--- start Record set ---
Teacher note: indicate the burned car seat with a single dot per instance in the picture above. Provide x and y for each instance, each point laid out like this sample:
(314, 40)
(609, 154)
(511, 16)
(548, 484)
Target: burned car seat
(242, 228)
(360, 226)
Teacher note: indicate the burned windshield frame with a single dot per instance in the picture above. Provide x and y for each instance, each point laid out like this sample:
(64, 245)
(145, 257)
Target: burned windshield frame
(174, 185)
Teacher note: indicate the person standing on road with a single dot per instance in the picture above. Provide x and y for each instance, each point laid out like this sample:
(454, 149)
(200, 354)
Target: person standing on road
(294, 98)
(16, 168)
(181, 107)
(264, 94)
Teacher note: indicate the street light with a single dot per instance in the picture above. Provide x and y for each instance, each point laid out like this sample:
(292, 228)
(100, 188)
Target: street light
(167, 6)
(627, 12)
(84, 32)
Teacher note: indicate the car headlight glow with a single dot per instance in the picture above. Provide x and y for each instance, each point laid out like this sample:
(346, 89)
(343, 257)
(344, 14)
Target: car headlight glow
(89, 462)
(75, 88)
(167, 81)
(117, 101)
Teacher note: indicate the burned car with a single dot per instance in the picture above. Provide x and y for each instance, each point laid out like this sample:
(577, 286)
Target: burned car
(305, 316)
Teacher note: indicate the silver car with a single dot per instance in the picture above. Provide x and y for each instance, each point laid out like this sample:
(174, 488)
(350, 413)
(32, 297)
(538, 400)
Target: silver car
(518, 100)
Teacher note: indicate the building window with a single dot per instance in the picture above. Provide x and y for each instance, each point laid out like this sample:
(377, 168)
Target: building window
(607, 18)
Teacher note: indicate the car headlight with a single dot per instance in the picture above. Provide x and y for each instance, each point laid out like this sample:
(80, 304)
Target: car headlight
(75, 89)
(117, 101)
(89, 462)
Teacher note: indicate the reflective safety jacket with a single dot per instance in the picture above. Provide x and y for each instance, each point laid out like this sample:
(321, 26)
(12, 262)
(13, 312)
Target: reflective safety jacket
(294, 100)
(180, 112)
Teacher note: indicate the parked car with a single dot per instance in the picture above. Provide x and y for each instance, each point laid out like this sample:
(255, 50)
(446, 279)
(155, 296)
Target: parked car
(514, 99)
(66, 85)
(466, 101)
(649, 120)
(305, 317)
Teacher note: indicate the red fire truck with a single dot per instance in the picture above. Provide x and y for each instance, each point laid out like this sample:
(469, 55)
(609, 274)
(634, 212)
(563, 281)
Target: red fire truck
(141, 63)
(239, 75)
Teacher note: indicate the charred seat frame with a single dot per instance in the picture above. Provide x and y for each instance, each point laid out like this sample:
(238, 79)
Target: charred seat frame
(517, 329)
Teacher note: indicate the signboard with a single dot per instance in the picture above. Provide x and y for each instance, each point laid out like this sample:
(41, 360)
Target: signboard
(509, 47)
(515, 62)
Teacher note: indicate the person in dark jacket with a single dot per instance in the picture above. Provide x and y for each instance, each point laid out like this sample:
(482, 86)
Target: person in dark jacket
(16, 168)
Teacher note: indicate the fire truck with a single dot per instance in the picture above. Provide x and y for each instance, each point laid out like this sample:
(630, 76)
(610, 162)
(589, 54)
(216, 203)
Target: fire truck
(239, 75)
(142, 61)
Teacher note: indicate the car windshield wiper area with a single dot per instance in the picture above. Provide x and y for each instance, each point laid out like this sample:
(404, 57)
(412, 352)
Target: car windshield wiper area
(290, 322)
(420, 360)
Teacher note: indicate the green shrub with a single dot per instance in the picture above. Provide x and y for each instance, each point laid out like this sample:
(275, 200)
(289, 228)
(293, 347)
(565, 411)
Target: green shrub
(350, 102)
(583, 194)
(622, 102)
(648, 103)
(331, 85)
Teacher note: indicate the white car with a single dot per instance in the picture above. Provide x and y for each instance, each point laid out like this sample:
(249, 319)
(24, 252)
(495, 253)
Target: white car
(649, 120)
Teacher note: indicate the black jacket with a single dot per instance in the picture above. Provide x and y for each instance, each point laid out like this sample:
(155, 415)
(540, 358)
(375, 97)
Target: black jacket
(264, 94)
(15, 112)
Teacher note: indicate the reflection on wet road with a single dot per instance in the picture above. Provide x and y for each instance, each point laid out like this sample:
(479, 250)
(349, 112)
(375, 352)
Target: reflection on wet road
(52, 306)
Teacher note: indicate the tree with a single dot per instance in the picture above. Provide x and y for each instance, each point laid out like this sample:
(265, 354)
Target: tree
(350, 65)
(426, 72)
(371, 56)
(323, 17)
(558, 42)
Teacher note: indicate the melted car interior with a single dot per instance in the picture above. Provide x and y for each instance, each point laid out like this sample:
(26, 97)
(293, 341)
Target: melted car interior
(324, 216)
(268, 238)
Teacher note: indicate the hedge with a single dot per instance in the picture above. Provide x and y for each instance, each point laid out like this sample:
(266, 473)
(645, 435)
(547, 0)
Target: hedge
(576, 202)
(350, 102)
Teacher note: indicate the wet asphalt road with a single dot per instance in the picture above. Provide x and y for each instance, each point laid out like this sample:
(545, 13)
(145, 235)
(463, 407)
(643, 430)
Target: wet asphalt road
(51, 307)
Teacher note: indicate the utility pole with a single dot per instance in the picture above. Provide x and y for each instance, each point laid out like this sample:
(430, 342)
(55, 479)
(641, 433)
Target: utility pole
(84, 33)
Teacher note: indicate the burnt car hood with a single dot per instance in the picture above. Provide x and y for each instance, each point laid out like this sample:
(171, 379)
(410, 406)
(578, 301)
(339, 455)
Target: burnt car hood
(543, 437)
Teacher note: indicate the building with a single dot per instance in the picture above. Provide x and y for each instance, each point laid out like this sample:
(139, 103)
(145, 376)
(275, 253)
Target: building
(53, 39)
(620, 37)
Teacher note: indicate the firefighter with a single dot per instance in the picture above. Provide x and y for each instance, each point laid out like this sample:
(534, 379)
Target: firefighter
--- end Record set ---
# Task to complete
Beginning at the line that contains "Teacher note: indicate the hedge", retype each line of the listing up to and including the last one, exactly as it stands, and nothing else.

# Output of the task
Teacher note: indicate the hedge with a single dot per instance in the picture above. Provide x and y for each instance, each point laid out like this sample:
(266, 473)
(645, 435)
(547, 0)
Target: hedge
(576, 202)
(350, 102)
Teacher note: indicate the wet asphalt road with a single dot per instance in the picture above. Provide x and y for each instance, each point laid out like this sample:
(545, 13)
(145, 235)
(463, 407)
(643, 430)
Target: wet asphalt road
(51, 307)
Teacher note: indicate the utility pole with a single dot per instance in the picture above. Provide x and y for each instance, each point laid out like this sample:
(430, 342)
(55, 479)
(641, 433)
Target: utility pole
(84, 33)
Teacher note: indicate the burnt car hood with a single dot per instance in the picture above. Provide x and y for each instance, each point laid out like this sample:
(171, 379)
(410, 406)
(578, 301)
(339, 455)
Target: burnt car hood
(543, 437)
Teacher note: indicate the building with a single dot per instance in the picture above. Provide x and y for each instance, each point laid out like this sample:
(139, 103)
(145, 376)
(275, 253)
Target: building
(53, 39)
(620, 37)
Teacher note: indicate the firefighter with a single dot per instance in the picture above. Provide x and y for each instance, each point laid out like this sample:
(534, 379)
Target: firefighter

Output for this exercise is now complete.